Pick up the passage about the 48 Group and its disputed fellows right after its last sentence and keep writing it.
*** Opening of Text excerpt ***
The fellows page was still up in August but seems to have been removed since then, perhaps because several people have complained about being listed as fellows without their permission. After “Hidden Hands” was published in 2020, Blair denied that he was a fellow and said he was “not linked” to the group. Around the same time, Mandelson said he did not know he was a member of the club — there is, however, documentation that he attended at least one meeting in 2014, and he traveled to Beijing with Stephen Perry to accept his friendship medal in 2018.
Powell has also reportedly denied membership in the club. This month, Security Minister Dan Jarvis stated in parliament that Powell “does not have any links to the 48 Group.” This suggests that his advisors considered the allegation of association to be enough of a threat to prepare against (a minister knowingly misleading parliament is expected to resign). Ultimately, the extent of Powell’s and Mandelson’s involvement with the club remains unclear.
*** Close of Text excerpt ***
*** Opening of Given entries ***
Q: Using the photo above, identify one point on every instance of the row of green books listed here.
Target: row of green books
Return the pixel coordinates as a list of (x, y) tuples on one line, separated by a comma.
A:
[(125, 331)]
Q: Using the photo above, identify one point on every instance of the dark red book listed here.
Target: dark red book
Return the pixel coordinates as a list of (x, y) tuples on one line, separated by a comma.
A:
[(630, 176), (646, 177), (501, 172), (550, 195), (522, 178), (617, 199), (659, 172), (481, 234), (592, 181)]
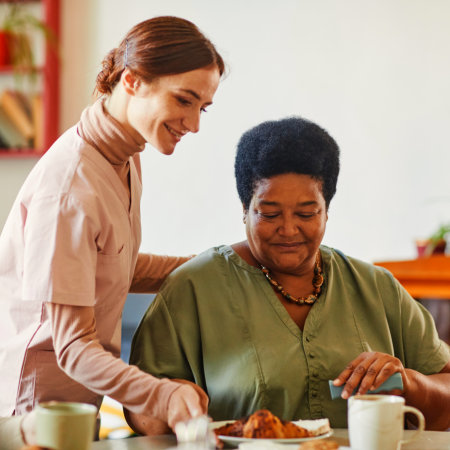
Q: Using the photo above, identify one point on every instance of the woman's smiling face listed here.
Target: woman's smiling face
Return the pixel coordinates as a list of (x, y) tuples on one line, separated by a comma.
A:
[(163, 111), (285, 222)]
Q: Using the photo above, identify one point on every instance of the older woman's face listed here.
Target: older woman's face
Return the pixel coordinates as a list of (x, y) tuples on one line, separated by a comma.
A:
[(285, 222)]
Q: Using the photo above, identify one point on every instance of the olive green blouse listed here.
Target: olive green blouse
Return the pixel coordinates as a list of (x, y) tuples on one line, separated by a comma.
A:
[(218, 323)]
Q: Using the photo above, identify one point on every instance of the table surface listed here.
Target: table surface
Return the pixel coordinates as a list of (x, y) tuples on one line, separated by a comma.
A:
[(428, 440), (423, 277)]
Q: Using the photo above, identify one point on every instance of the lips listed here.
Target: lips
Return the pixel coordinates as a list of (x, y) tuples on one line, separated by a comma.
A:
[(288, 246), (177, 134)]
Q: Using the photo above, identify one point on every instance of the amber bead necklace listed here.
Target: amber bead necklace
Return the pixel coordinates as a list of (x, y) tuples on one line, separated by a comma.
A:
[(308, 299)]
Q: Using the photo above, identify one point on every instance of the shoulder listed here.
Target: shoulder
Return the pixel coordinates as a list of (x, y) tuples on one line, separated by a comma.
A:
[(362, 280), (204, 265), (337, 261)]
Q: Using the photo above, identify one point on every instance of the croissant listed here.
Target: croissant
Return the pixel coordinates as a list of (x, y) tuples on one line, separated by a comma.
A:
[(262, 424)]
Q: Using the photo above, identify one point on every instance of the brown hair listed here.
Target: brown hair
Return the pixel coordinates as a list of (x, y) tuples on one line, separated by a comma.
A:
[(160, 46)]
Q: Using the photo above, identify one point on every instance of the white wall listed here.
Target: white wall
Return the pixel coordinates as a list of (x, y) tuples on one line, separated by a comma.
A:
[(373, 73)]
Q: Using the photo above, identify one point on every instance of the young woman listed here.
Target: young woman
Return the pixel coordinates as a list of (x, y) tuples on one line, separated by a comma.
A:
[(69, 249)]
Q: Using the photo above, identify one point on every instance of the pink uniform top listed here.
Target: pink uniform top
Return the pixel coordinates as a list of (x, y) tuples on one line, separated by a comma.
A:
[(72, 240)]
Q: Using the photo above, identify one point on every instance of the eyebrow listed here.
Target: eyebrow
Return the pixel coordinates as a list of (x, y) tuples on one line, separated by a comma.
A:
[(194, 94), (268, 203)]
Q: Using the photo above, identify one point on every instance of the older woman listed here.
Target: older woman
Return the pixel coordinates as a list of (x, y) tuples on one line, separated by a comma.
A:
[(265, 323)]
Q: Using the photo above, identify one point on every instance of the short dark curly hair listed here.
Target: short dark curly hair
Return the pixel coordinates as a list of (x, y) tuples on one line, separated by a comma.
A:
[(290, 145)]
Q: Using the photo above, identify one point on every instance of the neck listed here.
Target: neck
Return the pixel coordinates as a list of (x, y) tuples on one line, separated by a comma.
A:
[(108, 135)]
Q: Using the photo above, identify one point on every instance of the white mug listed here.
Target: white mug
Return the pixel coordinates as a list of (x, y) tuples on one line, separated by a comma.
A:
[(376, 422)]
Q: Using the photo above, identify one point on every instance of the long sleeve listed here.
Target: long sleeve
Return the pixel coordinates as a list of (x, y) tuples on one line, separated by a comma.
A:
[(83, 358), (152, 270)]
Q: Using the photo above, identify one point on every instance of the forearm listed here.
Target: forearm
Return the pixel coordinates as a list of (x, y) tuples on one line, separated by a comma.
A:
[(152, 270), (431, 395), (83, 358), (146, 425)]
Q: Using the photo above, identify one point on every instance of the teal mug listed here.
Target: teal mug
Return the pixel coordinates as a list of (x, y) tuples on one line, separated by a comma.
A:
[(65, 425)]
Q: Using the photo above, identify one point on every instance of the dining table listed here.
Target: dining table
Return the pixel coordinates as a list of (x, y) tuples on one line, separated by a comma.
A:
[(428, 440)]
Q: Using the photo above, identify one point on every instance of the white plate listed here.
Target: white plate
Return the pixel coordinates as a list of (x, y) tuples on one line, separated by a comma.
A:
[(238, 440)]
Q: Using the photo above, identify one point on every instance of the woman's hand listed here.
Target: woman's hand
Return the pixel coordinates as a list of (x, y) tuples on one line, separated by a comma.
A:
[(187, 402), (28, 428), (368, 372)]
*** Close of Given entries ***
### Exercise output
A recently appointed Starmer advisor with a current and explicit connection to the 48 Group Club is Greg Jackson, the founder and CEO of Octopus Energy. Jackson has joined the Cabinet Office board, where he will serve a three-year term. As the largest energy provider in the U.K., the Labour Party has an apparent interest in Octopus Energy. Prior to his official appointment, Jackson met with the Starmer government at least 10 times, according to Politico. Jackson is actively involved with the 48 Group Club, having given a keynote address at a club event in the spring. A senior representative from Octopus Energy attended another 48 Group Club event last month.
There is also an interesting overlap between Vice Chair Keith Bennett’s commentary on U.K.-China relations and the Starmer government’s stated policy on China. Bennett wrote an op-ed for China Daily in 2022 about how the U.K. needs to build a “grown-up” relationship with China, essentially advocating for closer and friendlier ties. Former leader of the Liberal Democratic Party, Vince Cable, used the same phrasing in an op-ed for The Independent the following year. This could be a coincidence, but Bennett seems to have interviewed Cable in 2020 at a 48 Group Club event, which has been almost completely scrubbed from the internet. Importantly, the Starmer government has also adopted the term “grown-up” to describe its approach to China.
There is no evidence that the 48 Group Club does anything illegal. They provide high-level access in China for British politicians and business leaders. If they didn’t do it, someone else would.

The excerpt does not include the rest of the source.